* Start Available records *
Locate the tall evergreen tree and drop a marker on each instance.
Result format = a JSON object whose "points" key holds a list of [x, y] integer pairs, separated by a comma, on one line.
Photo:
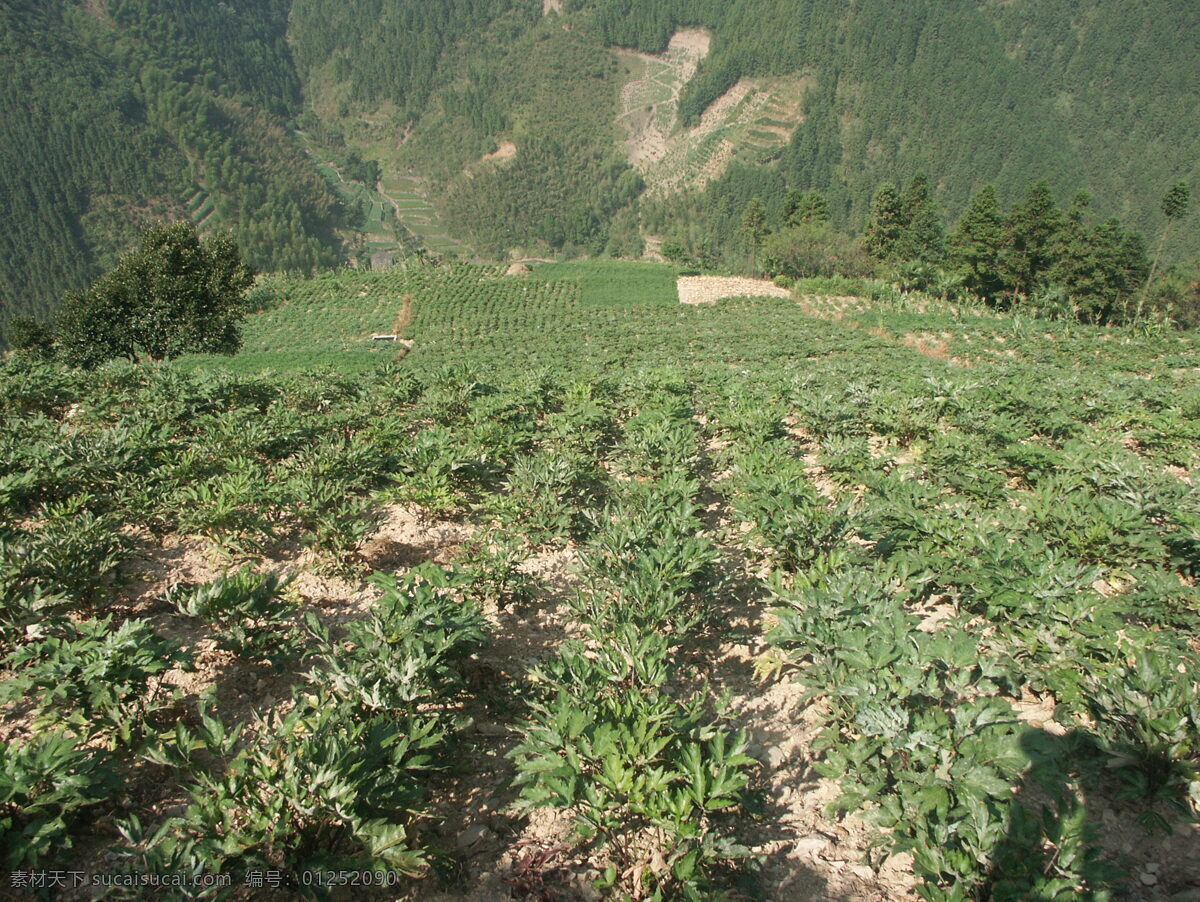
{"points": [[977, 244], [886, 224], [923, 236], [802, 206], [754, 224], [1032, 239], [1174, 206]]}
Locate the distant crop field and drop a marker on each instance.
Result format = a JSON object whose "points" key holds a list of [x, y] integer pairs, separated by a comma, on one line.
{"points": [[895, 594]]}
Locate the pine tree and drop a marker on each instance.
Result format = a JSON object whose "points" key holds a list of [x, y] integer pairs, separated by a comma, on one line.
{"points": [[1032, 239], [805, 206], [1175, 206], [754, 224], [886, 224], [977, 244], [923, 238]]}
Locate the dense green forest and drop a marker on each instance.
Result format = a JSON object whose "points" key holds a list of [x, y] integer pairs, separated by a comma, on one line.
{"points": [[127, 112], [130, 112], [1089, 95]]}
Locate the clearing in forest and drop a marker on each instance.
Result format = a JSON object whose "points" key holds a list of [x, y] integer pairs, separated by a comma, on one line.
{"points": [[750, 121]]}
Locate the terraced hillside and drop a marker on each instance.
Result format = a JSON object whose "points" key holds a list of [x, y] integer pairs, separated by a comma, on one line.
{"points": [[850, 595], [753, 121]]}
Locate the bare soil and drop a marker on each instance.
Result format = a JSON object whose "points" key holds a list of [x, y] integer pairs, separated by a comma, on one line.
{"points": [[709, 289]]}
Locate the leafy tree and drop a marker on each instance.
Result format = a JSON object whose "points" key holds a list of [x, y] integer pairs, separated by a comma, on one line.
{"points": [[814, 248], [977, 242], [886, 224], [172, 295], [1032, 238], [754, 224], [1175, 206]]}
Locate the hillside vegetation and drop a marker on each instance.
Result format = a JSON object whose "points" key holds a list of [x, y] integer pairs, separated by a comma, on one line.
{"points": [[318, 132], [799, 597]]}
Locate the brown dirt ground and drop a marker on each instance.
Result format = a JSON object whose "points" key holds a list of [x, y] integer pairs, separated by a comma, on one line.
{"points": [[709, 289]]}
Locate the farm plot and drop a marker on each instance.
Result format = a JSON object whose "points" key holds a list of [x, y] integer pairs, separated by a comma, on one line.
{"points": [[625, 597]]}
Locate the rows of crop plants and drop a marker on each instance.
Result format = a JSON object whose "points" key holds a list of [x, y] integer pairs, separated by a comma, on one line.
{"points": [[651, 774], [951, 545], [99, 469]]}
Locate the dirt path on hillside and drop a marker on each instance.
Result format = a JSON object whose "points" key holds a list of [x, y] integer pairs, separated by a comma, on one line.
{"points": [[709, 289], [651, 125]]}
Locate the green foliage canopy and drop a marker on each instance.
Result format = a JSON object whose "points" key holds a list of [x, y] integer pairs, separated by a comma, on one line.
{"points": [[174, 294]]}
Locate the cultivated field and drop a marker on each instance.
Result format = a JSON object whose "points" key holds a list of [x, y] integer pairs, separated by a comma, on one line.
{"points": [[599, 595]]}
* End Available records *
**Your goal**
Restate the whole of the material word for word without the pictures.

**Solved exercise**
Locate the tall evergreen tree and drop a marker on each instance.
Result format = a JSON object whose "points" key holds a list of [x, y] integer pairs, separated by a comma, on one line.
Photo:
{"points": [[977, 244], [886, 224], [923, 236], [802, 206], [754, 224], [1032, 239], [1174, 206]]}
Locate the distant crop field and drop a marker on each instance.
Result format = a JSON object whose "points" key holds a list of [x, y] integer pairs, separated by a comma, on one line.
{"points": [[895, 594]]}
Locate the pine tree and drop a marker on each instance.
Result format = a JSON object whose "points" key holds a list of [x, y] integer pairs, separated by a comma, on one line.
{"points": [[1032, 239], [805, 206], [1175, 206], [754, 224], [886, 224], [977, 244], [923, 238]]}
Locate the dense green forest and drop a marker on each instance.
Result format = a JSON object whose "points" key holds a list of [x, y] integer pairs, separated by a comma, on one line.
{"points": [[127, 112], [130, 112], [1089, 95]]}
Locate the clearing in forest and drop a marker on each instance.
Result format = a JSON object whose "points" key holds a list of [x, y] integer pairs, separated by a comma, on one line.
{"points": [[750, 121]]}
Locate the terraced hillside and drop a marker on each instance.
Result format = a JSON object whose "points" key holds a list of [x, y] integer pairs, separated by a comma, on one line.
{"points": [[850, 595], [753, 121]]}
Locate the bare soil and drop a marker on each instance.
Result format = a JSON object whose "points" key holds a list of [x, y] integer pairs, separated by a comma, on one line.
{"points": [[709, 289]]}
Locate the leafy tree and drop a marker on each instance.
Result format = a JSON object whose "points" key holds a list of [x, y] integer pairs, separated by a comma, on one line.
{"points": [[814, 248], [977, 242], [886, 224], [172, 295], [1032, 238], [754, 224], [1175, 206]]}
Locate the hillside vegetation and drop a marker on each instance.
Result format = a JSON object whose "points" key holds a list of [x, y] integer pairs, separated by a comma, on one line.
{"points": [[318, 132], [799, 597]]}
Locate the brown dirt ground and drop a marker on each instance.
Result format = a JSON object whose "points" key holds a list of [x, y] integer pairs, separated by a comma, on one line.
{"points": [[709, 289]]}
Locate the farm plot and drop a marker on each instance.
Result format = a JSON object whose "points" key holds a list of [x, y] integer pairs, separated by a comma, on one line.
{"points": [[625, 597]]}
Locate the rows of crop plants and drop a marker on each instance.
Result format = a JSON object whose "points" key holds a list of [x, y] integer pairs, separated by a comma, on one line.
{"points": [[651, 774], [951, 545], [99, 469]]}
Locate the dirt path on hillside and drop a marker on each instance.
Result format = a JSON object whose "points" key holds a list of [x, y] integer pairs, separated by a comma, on one line.
{"points": [[709, 289], [651, 125]]}
Locate the green foliage canopy and drop a marker on each instance.
Result format = a JSON object whose "points" key holds a list of [x, y] integer pairs, separated by a comma, on one line.
{"points": [[174, 294]]}
Locate the cultivated field and drop a marker on each instance.
Result format = a JSON object whose "points" key holds a list of [x, y] integer pairs, separated by a comma, on one line.
{"points": [[599, 595]]}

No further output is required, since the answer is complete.